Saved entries
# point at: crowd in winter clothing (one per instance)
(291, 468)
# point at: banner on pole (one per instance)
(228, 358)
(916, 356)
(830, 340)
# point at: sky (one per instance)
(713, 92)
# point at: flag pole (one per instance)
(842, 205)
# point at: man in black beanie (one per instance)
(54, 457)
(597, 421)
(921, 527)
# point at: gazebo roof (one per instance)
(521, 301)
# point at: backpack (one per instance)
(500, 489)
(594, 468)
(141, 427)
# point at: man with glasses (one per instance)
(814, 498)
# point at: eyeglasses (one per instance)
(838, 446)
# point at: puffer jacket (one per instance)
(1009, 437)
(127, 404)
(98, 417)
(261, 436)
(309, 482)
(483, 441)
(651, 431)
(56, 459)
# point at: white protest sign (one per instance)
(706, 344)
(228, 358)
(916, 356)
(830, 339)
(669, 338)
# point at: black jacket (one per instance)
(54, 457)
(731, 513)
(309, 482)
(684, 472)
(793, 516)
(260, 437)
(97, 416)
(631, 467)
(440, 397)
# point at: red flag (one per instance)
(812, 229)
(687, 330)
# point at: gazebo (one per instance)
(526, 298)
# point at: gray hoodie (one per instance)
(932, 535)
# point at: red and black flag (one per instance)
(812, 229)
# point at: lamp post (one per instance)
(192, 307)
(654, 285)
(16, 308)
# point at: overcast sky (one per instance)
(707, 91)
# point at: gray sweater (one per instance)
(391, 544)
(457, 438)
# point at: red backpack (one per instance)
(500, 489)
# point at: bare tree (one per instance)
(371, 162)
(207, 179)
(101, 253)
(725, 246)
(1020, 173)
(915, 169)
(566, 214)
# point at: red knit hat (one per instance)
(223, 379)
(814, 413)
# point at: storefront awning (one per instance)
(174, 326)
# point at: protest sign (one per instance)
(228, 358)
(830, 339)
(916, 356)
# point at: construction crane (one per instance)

| Task item |
Copy, without any change, the run of lines from the one with "# point at: white" through the end of the entries above.

| Result of this exercise |
# point at: white protest sign (one per instance)
(706, 344)
(228, 358)
(916, 356)
(830, 339)
(669, 338)
# point at: black jacket (one per instance)
(54, 457)
(731, 513)
(309, 482)
(684, 472)
(793, 516)
(260, 437)
(97, 416)
(631, 467)
(440, 397)
# point at: red flag (one per instance)
(812, 229)
(687, 330)
# point at: gazebo (one per instance)
(526, 298)
# point at: gray hoodie (one per instance)
(932, 535)
# point at: red and black flag (one per instance)
(812, 229)
# point at: lamp post (one per instance)
(192, 307)
(654, 285)
(16, 308)
# point at: overcast sky (one per instance)
(707, 91)
# point at: gray sweater (one per instance)
(391, 544)
(457, 438)
# point at: red backpack (one per instance)
(500, 489)
# point at: bare tree (one per instance)
(371, 162)
(207, 179)
(101, 253)
(725, 246)
(1020, 173)
(915, 169)
(566, 214)
# point at: red knit hat (one per instance)
(223, 379)
(814, 413)
# point at: storefront awning (one per instance)
(174, 326)
# point at: protest sign (one per instance)
(228, 358)
(830, 339)
(916, 356)
# point at: construction crane (one per instance)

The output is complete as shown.